Exercise materials:
####

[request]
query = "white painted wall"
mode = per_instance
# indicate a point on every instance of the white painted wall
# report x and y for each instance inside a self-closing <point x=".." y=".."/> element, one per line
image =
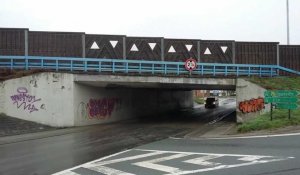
<point x="55" y="99"/>
<point x="246" y="90"/>
<point x="131" y="103"/>
<point x="120" y="107"/>
<point x="52" y="93"/>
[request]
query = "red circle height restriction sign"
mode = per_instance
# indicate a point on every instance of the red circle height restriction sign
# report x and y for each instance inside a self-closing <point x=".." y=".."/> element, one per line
<point x="190" y="64"/>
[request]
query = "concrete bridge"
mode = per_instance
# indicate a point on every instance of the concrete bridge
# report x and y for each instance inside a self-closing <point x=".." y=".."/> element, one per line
<point x="128" y="77"/>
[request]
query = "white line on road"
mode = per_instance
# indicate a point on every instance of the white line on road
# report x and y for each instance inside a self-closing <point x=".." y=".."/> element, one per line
<point x="152" y="163"/>
<point x="67" y="171"/>
<point x="237" y="137"/>
<point x="197" y="153"/>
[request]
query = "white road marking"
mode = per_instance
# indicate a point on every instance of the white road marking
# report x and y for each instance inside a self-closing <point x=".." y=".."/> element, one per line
<point x="153" y="163"/>
<point x="203" y="160"/>
<point x="124" y="159"/>
<point x="238" y="137"/>
<point x="68" y="171"/>
<point x="197" y="153"/>
<point x="108" y="171"/>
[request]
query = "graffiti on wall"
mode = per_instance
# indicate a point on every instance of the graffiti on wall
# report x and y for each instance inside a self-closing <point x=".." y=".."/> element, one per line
<point x="99" y="108"/>
<point x="24" y="100"/>
<point x="252" y="105"/>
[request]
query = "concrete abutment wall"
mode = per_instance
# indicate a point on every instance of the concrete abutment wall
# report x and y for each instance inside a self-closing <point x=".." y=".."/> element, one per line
<point x="55" y="99"/>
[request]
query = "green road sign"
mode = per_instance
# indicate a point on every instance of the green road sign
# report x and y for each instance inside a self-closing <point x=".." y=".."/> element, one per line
<point x="286" y="106"/>
<point x="281" y="93"/>
<point x="281" y="100"/>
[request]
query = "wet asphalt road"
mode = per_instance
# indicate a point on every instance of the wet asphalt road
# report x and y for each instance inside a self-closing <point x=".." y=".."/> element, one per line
<point x="243" y="156"/>
<point x="53" y="154"/>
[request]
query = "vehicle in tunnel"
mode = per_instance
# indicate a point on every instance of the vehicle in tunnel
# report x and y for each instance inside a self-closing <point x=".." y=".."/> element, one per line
<point x="211" y="102"/>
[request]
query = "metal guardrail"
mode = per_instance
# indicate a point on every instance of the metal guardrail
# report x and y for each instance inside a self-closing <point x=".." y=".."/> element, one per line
<point x="137" y="66"/>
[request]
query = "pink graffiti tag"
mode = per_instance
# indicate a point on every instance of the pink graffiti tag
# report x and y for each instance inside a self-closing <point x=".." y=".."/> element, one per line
<point x="22" y="98"/>
<point x="101" y="108"/>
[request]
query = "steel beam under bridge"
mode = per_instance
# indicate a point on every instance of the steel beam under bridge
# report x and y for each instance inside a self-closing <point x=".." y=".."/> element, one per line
<point x="119" y="81"/>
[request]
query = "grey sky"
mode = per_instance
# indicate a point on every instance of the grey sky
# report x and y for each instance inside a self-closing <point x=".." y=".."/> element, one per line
<point x="241" y="20"/>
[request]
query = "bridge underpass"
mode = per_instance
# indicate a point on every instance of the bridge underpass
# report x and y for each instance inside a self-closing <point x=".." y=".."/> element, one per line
<point x="164" y="98"/>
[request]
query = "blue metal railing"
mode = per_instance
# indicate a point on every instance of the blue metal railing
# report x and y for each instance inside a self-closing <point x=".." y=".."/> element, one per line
<point x="137" y="66"/>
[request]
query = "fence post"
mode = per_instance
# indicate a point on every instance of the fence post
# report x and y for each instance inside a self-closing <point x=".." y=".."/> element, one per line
<point x="162" y="48"/>
<point x="83" y="45"/>
<point x="198" y="52"/>
<point x="26" y="42"/>
<point x="124" y="47"/>
<point x="278" y="57"/>
<point x="233" y="52"/>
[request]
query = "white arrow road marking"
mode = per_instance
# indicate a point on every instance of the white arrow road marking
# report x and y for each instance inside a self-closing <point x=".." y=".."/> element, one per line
<point x="203" y="160"/>
<point x="108" y="171"/>
<point x="123" y="159"/>
<point x="67" y="173"/>
<point x="224" y="167"/>
<point x="152" y="163"/>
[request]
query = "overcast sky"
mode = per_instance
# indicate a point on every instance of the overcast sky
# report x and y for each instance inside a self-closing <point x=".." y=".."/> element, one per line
<point x="241" y="20"/>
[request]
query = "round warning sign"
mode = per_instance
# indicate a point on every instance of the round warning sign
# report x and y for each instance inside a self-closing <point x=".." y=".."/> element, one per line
<point x="190" y="64"/>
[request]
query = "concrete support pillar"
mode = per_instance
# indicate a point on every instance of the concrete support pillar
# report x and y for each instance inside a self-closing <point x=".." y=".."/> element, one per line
<point x="124" y="48"/>
<point x="162" y="47"/>
<point x="26" y="42"/>
<point x="198" y="51"/>
<point x="233" y="52"/>
<point x="277" y="55"/>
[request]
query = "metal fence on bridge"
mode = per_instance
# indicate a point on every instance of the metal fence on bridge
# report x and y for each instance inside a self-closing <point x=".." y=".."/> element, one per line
<point x="22" y="42"/>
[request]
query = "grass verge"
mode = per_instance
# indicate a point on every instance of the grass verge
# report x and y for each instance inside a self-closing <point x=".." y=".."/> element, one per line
<point x="199" y="100"/>
<point x="277" y="83"/>
<point x="263" y="122"/>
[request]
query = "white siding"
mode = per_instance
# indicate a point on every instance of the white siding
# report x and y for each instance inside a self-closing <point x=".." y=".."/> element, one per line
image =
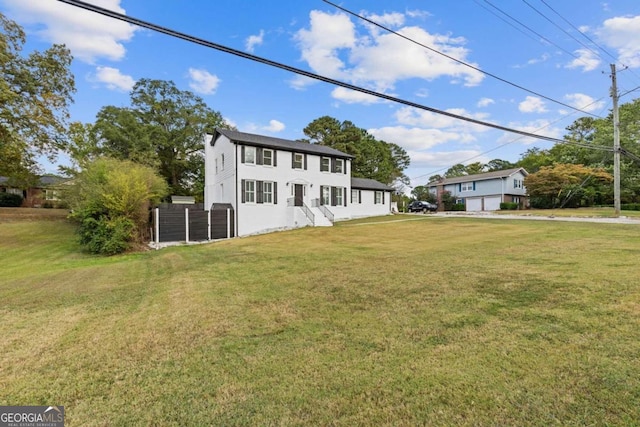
<point x="366" y="205"/>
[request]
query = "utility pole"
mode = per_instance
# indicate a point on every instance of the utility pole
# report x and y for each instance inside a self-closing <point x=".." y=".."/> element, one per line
<point x="616" y="143"/>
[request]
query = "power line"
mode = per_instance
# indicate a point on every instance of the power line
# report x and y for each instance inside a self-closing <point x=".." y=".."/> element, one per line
<point x="222" y="48"/>
<point x="601" y="148"/>
<point x="535" y="32"/>
<point x="452" y="58"/>
<point x="578" y="30"/>
<point x="560" y="28"/>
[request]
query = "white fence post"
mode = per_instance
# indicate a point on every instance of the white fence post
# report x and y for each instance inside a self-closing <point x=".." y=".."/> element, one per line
<point x="157" y="228"/>
<point x="186" y="224"/>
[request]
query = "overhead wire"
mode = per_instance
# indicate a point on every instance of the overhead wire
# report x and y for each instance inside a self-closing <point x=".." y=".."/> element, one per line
<point x="535" y="32"/>
<point x="609" y="54"/>
<point x="560" y="28"/>
<point x="601" y="148"/>
<point x="372" y="22"/>
<point x="245" y="55"/>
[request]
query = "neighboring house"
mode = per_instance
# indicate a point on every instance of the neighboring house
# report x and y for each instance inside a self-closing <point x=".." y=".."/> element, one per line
<point x="46" y="192"/>
<point x="485" y="191"/>
<point x="274" y="184"/>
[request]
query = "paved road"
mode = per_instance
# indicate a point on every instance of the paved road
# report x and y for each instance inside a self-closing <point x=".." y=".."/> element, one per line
<point x="489" y="215"/>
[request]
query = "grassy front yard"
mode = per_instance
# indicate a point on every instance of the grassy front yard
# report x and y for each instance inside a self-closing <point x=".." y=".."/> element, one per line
<point x="424" y="321"/>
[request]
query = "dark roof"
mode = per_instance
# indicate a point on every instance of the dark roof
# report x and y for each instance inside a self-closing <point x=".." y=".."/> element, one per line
<point x="278" y="143"/>
<point x="369" y="184"/>
<point x="478" y="177"/>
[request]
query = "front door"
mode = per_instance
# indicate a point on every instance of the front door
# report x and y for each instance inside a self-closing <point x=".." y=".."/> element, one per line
<point x="298" y="192"/>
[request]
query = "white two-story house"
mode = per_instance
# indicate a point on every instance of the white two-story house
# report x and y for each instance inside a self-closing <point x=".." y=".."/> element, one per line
<point x="485" y="191"/>
<point x="272" y="184"/>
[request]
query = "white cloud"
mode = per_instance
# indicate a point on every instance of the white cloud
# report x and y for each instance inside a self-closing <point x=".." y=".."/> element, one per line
<point x="113" y="79"/>
<point x="539" y="127"/>
<point x="253" y="41"/>
<point x="586" y="59"/>
<point x="88" y="35"/>
<point x="623" y="34"/>
<point x="203" y="82"/>
<point x="583" y="102"/>
<point x="415" y="117"/>
<point x="415" y="138"/>
<point x="485" y="102"/>
<point x="332" y="46"/>
<point x="274" y="126"/>
<point x="320" y="44"/>
<point x="353" y="97"/>
<point x="443" y="159"/>
<point x="532" y="104"/>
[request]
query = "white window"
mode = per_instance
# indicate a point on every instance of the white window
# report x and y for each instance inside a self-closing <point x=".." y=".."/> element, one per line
<point x="267" y="157"/>
<point x="250" y="155"/>
<point x="51" y="195"/>
<point x="338" y="193"/>
<point x="466" y="186"/>
<point x="325" y="164"/>
<point x="326" y="195"/>
<point x="267" y="192"/>
<point x="249" y="191"/>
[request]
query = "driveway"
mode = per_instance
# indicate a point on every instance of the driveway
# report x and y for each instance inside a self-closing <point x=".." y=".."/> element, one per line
<point x="491" y="215"/>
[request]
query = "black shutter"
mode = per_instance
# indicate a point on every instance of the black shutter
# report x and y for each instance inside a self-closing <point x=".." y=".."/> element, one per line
<point x="275" y="193"/>
<point x="259" y="192"/>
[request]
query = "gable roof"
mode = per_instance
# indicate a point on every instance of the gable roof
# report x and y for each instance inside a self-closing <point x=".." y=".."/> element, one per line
<point x="278" y="143"/>
<point x="479" y="177"/>
<point x="369" y="184"/>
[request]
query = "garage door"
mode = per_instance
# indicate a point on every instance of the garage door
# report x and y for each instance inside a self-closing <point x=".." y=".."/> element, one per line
<point x="492" y="203"/>
<point x="474" y="204"/>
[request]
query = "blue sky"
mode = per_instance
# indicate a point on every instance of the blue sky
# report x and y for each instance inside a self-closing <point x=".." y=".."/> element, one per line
<point x="553" y="59"/>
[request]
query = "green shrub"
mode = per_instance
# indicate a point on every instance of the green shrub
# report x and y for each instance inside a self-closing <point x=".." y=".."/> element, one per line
<point x="8" y="200"/>
<point x="630" y="207"/>
<point x="106" y="236"/>
<point x="509" y="206"/>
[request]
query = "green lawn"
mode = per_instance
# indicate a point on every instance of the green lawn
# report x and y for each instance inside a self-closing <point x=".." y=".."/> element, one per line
<point x="407" y="320"/>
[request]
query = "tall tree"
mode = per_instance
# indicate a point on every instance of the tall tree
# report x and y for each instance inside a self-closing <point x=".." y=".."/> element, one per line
<point x="375" y="159"/>
<point x="567" y="185"/>
<point x="35" y="93"/>
<point x="456" y="170"/>
<point x="164" y="128"/>
<point x="499" y="165"/>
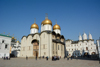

####

How to complete this task: Print exactly the first line of the entries and every line after it through the one that contains "# indicate a point on every instance of the white line", leaving the pictures out.

Solution for this task:
[request]
query = "white painted wall"
mode = per_instance
# indicate a point on every instance of the white painted wall
# report x and y for each instance inside a self-closing <point x=".." y=".."/> element, one per line
image =
<point x="55" y="99"/>
<point x="246" y="90"/>
<point x="131" y="103"/>
<point x="120" y="107"/>
<point x="52" y="93"/>
[request]
query = "red circle height restriction sign"
mode = per_instance
# indicate a point on every instance of the red circle height restriction sign
# report x and y for each instance inside a self-closing <point x=".." y=".."/> element, one per line
<point x="190" y="64"/>
[request]
query = "concrete bridge"
mode = per_instance
# indicate a point on every instance of the concrete bridge
# report x and y for each instance inside a self-closing <point x=".." y=".."/> element, one per line
<point x="128" y="77"/>
[request]
query = "white line on road"
mode = per_instance
# indicate a point on every instance of the white line on road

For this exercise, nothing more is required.